EXERCISE DETAILS:
Look through the entries below, please, and copy every line with the word "wall".

--- DATA RECORDS ---

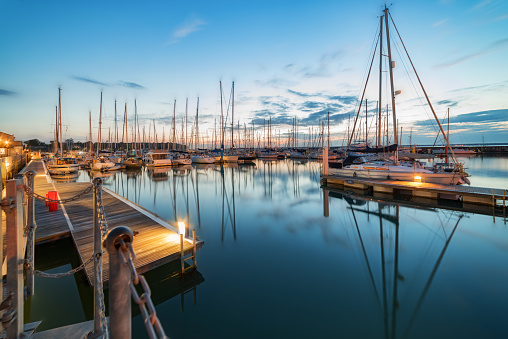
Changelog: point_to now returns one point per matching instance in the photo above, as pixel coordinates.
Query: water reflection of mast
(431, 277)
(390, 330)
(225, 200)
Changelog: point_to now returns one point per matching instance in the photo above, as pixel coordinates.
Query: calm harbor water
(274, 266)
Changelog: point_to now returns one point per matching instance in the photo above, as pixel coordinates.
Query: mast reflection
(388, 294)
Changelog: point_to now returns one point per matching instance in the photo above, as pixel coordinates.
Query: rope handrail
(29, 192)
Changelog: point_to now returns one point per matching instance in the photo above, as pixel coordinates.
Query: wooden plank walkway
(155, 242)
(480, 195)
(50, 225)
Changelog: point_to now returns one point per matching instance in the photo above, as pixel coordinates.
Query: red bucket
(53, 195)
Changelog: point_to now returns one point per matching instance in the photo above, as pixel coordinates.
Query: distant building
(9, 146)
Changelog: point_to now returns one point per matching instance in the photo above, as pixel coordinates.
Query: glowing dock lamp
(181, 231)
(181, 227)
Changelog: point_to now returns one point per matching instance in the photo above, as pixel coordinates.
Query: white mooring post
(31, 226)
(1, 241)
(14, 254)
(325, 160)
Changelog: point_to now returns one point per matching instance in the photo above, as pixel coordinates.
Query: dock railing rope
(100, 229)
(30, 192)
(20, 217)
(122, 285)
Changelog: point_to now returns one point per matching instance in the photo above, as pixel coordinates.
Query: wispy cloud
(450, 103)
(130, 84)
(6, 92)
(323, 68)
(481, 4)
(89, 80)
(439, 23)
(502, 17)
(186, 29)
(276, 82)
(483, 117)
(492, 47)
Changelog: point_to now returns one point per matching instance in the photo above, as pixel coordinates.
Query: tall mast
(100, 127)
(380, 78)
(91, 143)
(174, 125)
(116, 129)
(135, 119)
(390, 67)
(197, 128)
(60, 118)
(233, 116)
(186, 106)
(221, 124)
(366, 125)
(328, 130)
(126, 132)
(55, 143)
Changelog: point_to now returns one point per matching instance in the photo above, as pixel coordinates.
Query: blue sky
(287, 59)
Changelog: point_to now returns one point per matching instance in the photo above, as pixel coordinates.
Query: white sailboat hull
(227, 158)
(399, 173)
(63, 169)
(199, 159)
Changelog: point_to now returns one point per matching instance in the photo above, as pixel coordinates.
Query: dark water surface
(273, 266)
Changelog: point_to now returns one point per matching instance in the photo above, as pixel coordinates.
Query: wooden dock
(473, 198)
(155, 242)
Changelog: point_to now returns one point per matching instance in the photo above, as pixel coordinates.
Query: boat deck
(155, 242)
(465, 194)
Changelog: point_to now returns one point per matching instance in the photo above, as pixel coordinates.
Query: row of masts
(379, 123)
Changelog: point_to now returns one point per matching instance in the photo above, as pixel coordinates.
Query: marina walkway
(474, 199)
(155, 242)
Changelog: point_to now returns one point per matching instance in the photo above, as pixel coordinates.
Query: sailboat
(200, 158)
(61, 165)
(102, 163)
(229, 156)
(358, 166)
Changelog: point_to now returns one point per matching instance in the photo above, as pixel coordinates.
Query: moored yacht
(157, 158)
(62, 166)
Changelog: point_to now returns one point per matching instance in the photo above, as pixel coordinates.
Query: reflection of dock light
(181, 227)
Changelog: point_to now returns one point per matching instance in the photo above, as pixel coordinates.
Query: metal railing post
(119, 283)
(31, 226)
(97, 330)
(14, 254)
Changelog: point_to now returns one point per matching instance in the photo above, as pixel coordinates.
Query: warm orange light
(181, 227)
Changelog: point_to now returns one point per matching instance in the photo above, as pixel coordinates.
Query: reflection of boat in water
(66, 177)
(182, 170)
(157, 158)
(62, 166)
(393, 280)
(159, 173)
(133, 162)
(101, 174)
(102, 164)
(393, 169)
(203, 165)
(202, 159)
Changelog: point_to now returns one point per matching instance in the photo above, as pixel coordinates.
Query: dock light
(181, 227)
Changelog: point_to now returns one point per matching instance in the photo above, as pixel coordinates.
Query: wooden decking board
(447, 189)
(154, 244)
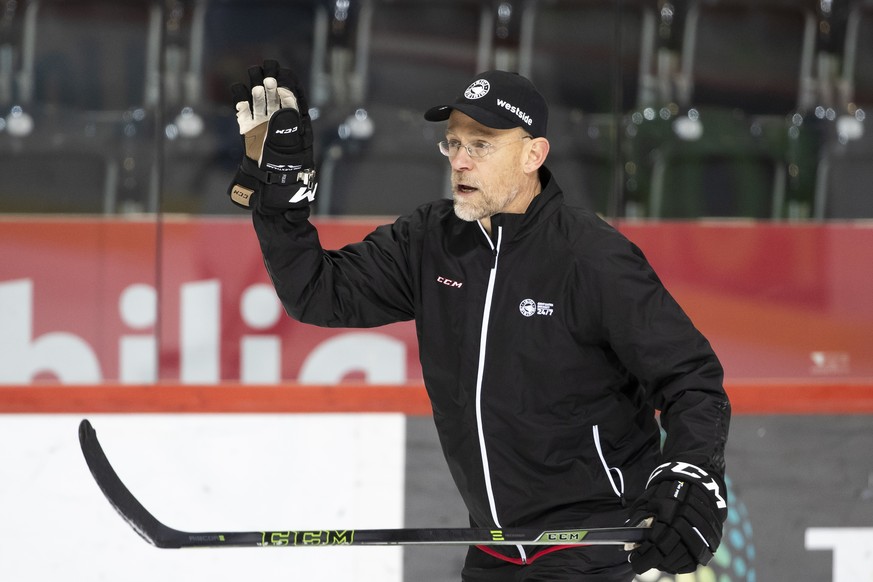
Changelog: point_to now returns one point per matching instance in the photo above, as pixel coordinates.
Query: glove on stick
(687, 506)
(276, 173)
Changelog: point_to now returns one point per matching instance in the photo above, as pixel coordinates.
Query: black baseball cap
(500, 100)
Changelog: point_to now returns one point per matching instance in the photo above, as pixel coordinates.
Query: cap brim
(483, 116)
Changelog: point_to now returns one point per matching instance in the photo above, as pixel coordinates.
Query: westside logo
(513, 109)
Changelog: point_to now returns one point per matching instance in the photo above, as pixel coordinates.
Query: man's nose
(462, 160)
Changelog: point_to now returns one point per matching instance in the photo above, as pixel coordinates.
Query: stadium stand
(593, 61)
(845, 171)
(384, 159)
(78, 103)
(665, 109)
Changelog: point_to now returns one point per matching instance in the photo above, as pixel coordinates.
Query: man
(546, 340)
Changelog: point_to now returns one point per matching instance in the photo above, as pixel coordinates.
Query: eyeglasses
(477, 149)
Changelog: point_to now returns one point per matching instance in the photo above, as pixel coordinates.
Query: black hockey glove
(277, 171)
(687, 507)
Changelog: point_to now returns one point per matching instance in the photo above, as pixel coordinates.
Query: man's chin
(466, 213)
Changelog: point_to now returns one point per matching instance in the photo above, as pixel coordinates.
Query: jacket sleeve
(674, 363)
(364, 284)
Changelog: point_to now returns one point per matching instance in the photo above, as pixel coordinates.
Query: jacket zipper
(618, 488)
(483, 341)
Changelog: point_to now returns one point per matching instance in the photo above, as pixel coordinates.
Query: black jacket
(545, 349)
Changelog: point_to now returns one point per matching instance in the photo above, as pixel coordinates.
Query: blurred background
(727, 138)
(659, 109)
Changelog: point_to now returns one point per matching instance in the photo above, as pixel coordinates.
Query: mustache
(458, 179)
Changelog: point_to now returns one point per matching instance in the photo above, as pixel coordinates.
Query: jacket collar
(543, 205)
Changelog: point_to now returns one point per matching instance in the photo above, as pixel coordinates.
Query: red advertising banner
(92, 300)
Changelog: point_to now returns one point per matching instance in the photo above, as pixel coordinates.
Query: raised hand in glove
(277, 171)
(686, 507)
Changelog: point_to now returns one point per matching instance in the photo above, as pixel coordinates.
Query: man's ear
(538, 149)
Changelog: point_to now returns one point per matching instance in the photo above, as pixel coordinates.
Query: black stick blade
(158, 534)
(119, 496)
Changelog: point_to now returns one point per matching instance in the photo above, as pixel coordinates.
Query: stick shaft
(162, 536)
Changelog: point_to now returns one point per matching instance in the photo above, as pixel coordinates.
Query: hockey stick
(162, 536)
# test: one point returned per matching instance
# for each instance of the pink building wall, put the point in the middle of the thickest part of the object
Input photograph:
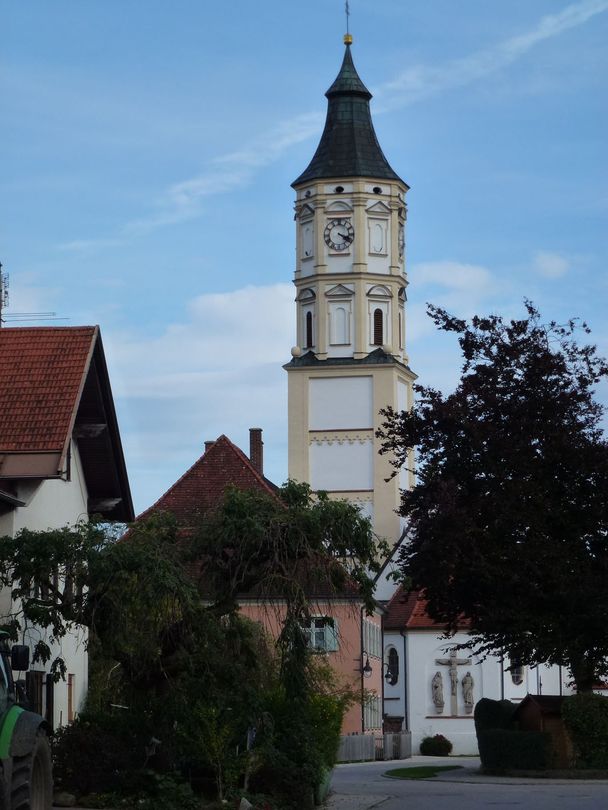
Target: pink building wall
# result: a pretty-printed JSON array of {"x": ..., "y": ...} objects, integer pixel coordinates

---

RESULT OF THE TASK:
# for each instance of the pink building wall, put the point in the middle of the thickest part of the object
Target: pink building wall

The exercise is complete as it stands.